### TEXT SECTION
++++++
Friday 20 March 2015

A belated St. Patrick Moore's Day



The 4th March is my St. Patrick's Day. 

It marks the birthday of the late Sir Patrick Moore, patron saint of all of us amateur astronomers.

Patrick Moore was the Jeremy Clarkson of the BBC in the years before Jeremy Clarkson (minus the punching of minions, of course - unless Chris Lintott knows otherwise). He even, golly gosh, liked UKIP.

The blessed Sir Patrick, monocle-in-eye, would often warn us never to use our telescopes and binoculars to stare directly at the great sun god in the sky. And, as a result, I never did - and never will.

The BBC has been super-informative in the past few days about warning us not even to look at the Great Sun God (PBUH) with our naked eyes...and quite rightly so:

DON'T....LOOK....DIRECTLY....AT....THE....SUN......IT'S...BRIGHT...AND...HOT...

During the last solar eclipse however (whenever that was), I forgot myself and - in a moment of wild thoughtlessness - looked out and saw, for a good second or so, the sun in partial eclipse.
++++++
### GIVEN INFORMATION
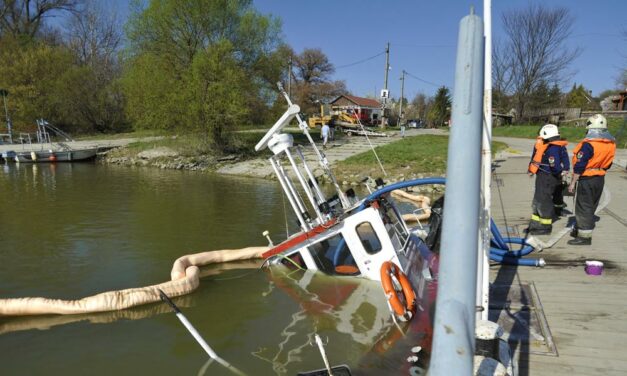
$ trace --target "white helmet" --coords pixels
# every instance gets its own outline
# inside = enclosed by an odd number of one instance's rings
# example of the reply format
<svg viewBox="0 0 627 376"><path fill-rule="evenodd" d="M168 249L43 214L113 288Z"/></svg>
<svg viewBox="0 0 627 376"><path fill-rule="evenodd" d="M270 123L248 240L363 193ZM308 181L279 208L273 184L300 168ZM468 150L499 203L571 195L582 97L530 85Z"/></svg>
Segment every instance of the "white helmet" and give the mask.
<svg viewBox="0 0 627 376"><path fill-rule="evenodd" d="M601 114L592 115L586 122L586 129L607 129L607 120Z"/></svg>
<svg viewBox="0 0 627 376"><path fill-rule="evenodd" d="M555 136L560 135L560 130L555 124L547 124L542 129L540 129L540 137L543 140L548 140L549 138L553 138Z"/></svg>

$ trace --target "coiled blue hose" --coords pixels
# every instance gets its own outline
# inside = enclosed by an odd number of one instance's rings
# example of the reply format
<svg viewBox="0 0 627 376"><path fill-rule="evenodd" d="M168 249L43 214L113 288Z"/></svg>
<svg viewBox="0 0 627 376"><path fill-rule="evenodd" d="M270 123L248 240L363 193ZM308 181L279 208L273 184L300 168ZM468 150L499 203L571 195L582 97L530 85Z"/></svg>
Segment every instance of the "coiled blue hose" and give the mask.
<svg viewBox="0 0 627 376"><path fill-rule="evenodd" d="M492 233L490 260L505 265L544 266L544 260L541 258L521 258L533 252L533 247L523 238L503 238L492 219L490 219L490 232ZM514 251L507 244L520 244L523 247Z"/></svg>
++++++
### EXERCISE OBJECTIVE
Carry on the blog post about Sir Patrick Moore and the solar eclipse, starting right after its final sentence.

### RESULT
And, idiot-that-I-am, I might have repeated my transgression today, sitting at work in almost exactly the same place, had it not been for all the grey clouds pretty much surrounding sunny Morecambe.

Obviously, it's never normally cloudy in Morecambe. 

Morecambe is, famously, Britain's sunniest seaside resort. That's why you must come here.



Our deckchairs are permanently out. Morecambe Bay sparkles in semi-eternal sunlight. The Eric Morecambe statue (restored to majesty after a local attack of vandalism) half-blinds spectators with its brilliance. (The giant statues of the two dead Kims in Pyongyang have nothing on it). Seagulls regularly faint in the heat.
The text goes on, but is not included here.